Perbarui bagian kutipan teks tentang swaplagiarisme di bawah, yakni rentang dari "Tanggal 21 Maret" sampai "sedikit lebih rinci.", lalu tuliskan kembali bagian tersebut dengan mengganti "cerpen" menjadi "cerita pendek".

Kutipan Teks:
#####
Swaplagiarisme Cerpen Risda Nur Widia dan Seks Swalayan

1

BAIK plagiarisme maupun self-plagiarism ‘swaplagiarisme’ sesekali terjadi dalam dunia kepenulisan kita. Tingkat “kejahatan” swaplagiarisme biasa dipandang lebih ringan daripada plagiarisme karena sementara plagiarisme merupakan tindakan maling intelektual yang melanggar hak cipta, swaplagiarisme biasa dipandang secara keliru sebagai sekadar tindakan yang melanggar etika, suatu kelakuan buruk. Salah satu contoh swaplagiarisme adalah ketika seorang penulis mengirimkan ulang sebuah cerpen yang pernah dipublikasikan di sebuah media.

Tanggal 21 Maret 2021, Republika memuat cerpen Risda Nur Widia berjudul “Surat Cinta Puluhan Tahun Cahaya”. Membandingkan sekilas cerpen tersebut dengan cerpen lain karya penulis yang sama, dimuat dalam Tribun Jabar edisi 12 Februari 2017 dengan judul “Lima Puluh Tahun: Sebuah Usaha Menulis Surat Cinta”, kita akan langsung mendapatkan kesan bahwa kedua cerpen itu adalah cerpen yang sama, meskipun judulnya berbeda, sehingga bisa dikatakan terjadi swaplagiarisme. Akan tetapi, supaya tidak jatuh ke dalam ketergesaan menuduh dengan zalim hanya berdasarkan asumsi, mari membandingkan dua cerpen karya Risda Nur Widia tersebut dengan sedikit lebih rinci.

   

Tangkapan layar cerpen “Surat Cinta Puluhan Tahun Cahaya”

Kedua cerpen sama-sama dibagi menjadi 5 sub-judul yang sekaligus menandai pergantian narator. Kelima sub-judul dalam kedua cerpen tersebut sama persis, yaitu (1) Pria Tua: Surat-Surat yang Tak Pernah Lelah, (2) Tukang Pos: Sebuah Alamat Ajaib di Ujung Dunia, (3) Wanita Tua: Surat-Surat yang Ingin Dibalasnya, (4) Pria Tua: Sebuah Harapan yang Masih Menunggumu, dan (5) Tukang Pos: Harapan yang Terbakar. Tak ada yang luar biasa dalam gaya cerita yang disajikan beberapa narator dengan penanda pergantian berupa sub-judul seperti ini. Kita bisa menemukan gaya senada misalnya pada tiga cerpen Kedung Darma Romansha dalam antologi Rab(b)i ataupun dalam cerpen Risda Nur Widia yang lain, “Babad Goa Jlamprong,” yang dimuat dalam antologi Berburu Buaya di Hindia Timur (Pojok Cerpen, 2020: 81-100).
#####
Cuplikan Data:
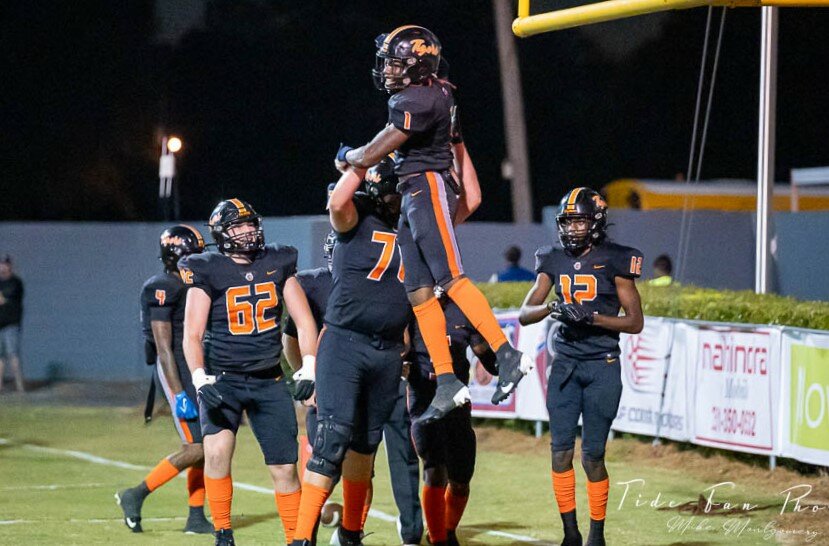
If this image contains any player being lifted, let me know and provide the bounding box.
#####
Jawaban Latihan:
Tanggal 21 Maret 2021, Republika memuat cerita pendek Risda Nur Widia berjudul “Surat Cinta Puluhan Tahun Cahaya”. Membandingkan sekilas cerita pendek tersebut dengan cerita pendek lain karya penulis yang sama, dimuat dalam Tribun Jabar edisi 12 Februari 2017 dengan judul “Lima Puluh Tahun: Sebuah Usaha Menulis Surat Cinta”, kita akan langsung mendapatkan kesan bahwa kedua cerita pendek itu adalah cerita pendek yang sama, meskipun judulnya berbeda, sehingga bisa dikatakan terjadi swaplagiarisme. Akan tetapi, supaya tidak jatuh ke dalam ketergesaan menuduh dengan zalim hanya berdasarkan asumsi, mari membandingkan dua cerita pendek karya Risda Nur Widia tersebut dengan sedikit lebih rinci.